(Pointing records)
## START

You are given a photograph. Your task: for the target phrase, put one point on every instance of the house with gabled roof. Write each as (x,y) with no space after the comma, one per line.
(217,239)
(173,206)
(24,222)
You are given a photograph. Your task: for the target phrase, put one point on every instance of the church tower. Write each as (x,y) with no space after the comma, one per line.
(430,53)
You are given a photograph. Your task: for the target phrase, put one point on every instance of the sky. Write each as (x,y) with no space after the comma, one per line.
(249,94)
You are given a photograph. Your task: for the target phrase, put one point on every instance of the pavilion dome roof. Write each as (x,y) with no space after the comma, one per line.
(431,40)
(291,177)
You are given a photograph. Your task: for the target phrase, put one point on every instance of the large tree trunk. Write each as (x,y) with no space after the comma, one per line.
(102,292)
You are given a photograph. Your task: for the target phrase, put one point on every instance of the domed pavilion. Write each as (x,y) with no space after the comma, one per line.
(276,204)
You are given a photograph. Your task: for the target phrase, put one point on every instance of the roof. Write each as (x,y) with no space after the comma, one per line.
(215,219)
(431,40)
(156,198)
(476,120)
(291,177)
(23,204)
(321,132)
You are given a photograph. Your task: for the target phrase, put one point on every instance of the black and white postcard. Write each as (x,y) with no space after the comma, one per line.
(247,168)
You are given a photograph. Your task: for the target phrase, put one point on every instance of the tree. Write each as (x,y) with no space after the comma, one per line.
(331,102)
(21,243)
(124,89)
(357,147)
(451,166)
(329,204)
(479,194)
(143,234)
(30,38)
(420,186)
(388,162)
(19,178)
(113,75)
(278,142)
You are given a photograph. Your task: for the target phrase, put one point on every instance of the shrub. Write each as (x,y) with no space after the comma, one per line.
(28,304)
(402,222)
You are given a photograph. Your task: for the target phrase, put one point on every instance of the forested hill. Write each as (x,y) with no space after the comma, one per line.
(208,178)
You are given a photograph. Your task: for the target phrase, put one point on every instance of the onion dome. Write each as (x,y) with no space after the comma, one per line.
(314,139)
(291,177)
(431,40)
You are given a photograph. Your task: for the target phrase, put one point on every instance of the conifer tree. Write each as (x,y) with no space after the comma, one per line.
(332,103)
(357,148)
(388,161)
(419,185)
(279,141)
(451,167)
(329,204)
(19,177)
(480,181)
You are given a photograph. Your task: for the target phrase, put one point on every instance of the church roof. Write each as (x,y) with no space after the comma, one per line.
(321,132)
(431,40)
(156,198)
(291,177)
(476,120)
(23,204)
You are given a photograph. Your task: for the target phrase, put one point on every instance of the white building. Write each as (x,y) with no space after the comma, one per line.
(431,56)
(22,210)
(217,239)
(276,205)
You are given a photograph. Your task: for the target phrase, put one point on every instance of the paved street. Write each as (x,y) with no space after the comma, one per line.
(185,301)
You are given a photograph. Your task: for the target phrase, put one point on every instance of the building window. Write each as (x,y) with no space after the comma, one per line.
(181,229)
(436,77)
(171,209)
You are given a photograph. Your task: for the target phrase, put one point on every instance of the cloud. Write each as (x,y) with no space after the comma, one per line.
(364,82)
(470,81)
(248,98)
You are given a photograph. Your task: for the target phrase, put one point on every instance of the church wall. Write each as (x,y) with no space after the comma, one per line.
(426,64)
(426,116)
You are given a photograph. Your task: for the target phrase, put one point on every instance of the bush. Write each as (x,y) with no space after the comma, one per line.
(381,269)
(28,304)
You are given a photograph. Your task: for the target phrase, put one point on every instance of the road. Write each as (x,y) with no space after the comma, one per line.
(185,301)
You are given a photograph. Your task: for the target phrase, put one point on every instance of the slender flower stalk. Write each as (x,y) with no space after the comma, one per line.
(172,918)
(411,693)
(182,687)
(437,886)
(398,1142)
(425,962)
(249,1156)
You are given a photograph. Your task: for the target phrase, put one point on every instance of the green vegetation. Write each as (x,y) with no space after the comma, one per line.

## END

The records above should be restated word for word, please.

FULL SOLUTION:
You are given a photograph. Your task: for the target phrase, put one point on every instance of the house with gabled roof. Write each as (x,y) with no space after the comma, one per line.
(217,239)
(173,206)
(24,222)
You are given a photograph. Your task: for the target phrase, put one point on every instance of the church tower. Write each as (x,y) with no space after the comma, one per line.
(430,53)
You are given a photograph. Your task: for the target phrase, put one point on every instance of the sky. Write each as (x,y) with no space after the comma, one per line.
(249,94)
You are given a photograph. Your task: for the target phrase, put one point on every instance of the pavilion dome roof. Write each as (x,y) with no space after the comma, one per line.
(431,40)
(291,177)
You are given a photograph. Your task: for the target phrase, put one point on every instance of the large tree trunk. Write each as (x,y) with no space after the comma, one per line.
(102,292)
You are given a photograph. Your task: for the target phrase, put one point on every instance of the domed pavilion. Write each as (x,y) with no space after the comma, one per line.
(276,204)
You are given a photograph. Your task: for the target phrase, put one point on every instance of the roof. Write each as (x,y) with no space after the comma, one per line.
(215,219)
(431,40)
(156,198)
(476,120)
(291,177)
(23,204)
(321,132)
You are given a photograph. Your task: for the target phrase, put one point on every instance of the black and white postcard. Write each as (x,y) with no space after the comma, one per line.
(247,168)
You are given a photograph. Your task: for the target phrase, put one point on every instance of the tree. Write each as (x,y) with no space after the comma, one per line.
(331,102)
(21,243)
(124,89)
(357,147)
(451,166)
(329,204)
(479,194)
(143,234)
(30,38)
(420,186)
(388,162)
(19,178)
(113,75)
(278,142)
You are given a photograph. Your task: for the target phrase, put one point on every instance of the shrub. Write each as (x,y) with no space after the comma, one per line.
(28,304)
(402,222)
You are given a photograph. Your task: for the target phrase, put one point on every instance of the forested hill. Write each as (x,y) with no space after the comma, one per line.
(208,178)
You are given a photograph. Your task: for the target phrase, put one point on every instance of the onion dome. Write each as (x,y) with no space after the comma, one per line.
(314,139)
(291,177)
(431,40)
You are given a photograph. Your task: for the target phrase, put one point on every instance of the conifer tree. Write each as (x,y) with no space after the comma, one per line.
(332,103)
(357,148)
(388,161)
(419,185)
(279,141)
(451,167)
(329,204)
(19,177)
(480,181)
You are given a photograph. Your task: for the target phrase, put one point on every instance of the church roof. Write each as (x,y) with no space after the comma, one per line.
(321,132)
(431,40)
(156,198)
(291,177)
(476,120)
(23,204)
You are given a photograph. Your task: for the target phrase, put one point on every instance of the white building. Write each as (x,y) with no space after the comma, one per line.
(431,56)
(22,210)
(217,239)
(276,205)
You are given a photograph. Your task: for the target phrase, put one point on every instance of the paved street. Write each as (x,y) with no space after the comma, one per line.
(185,301)
You are given a photograph. Your task: for the target phrase, put one point on every instance of the building window. Write each as (x,y) with no space after the comma, one per line.
(181,229)
(436,77)
(171,209)
You are given a photograph. Your task: for the target phrase, put one point on every instance of the cloud. Write each as (x,y) with no space after the comma, one per line.
(364,82)
(470,81)
(248,98)
You are given a photograph. Your task: for the target phrase, put one point on every instance of the church wall. Write each as (x,y) with no space after the comma, one per line.
(426,64)
(426,116)
You are given a photograph. Your task: for the target phrase, put one point on every instance of the bush. Write each as (x,y) with no space after the comma, one per line.
(381,269)
(28,304)
You are given a photograph. Your task: for the target phrase, put one point on every instance of the road. Write each as (x,y) with no space after the comma, one per line.
(185,301)
You are given a photograph. Your task: for the target phrase, put one point on every instance of the slender flower stalk. Write each as (x,y) with no space after the comma, one per line.
(172,918)
(411,693)
(182,687)
(437,886)
(398,1142)
(425,962)
(249,1156)
You are given a photograph. Your task: for the target phrase, put one point on every instance of the green vegetation. Write each as (x,y) with no space after the comma, one per line.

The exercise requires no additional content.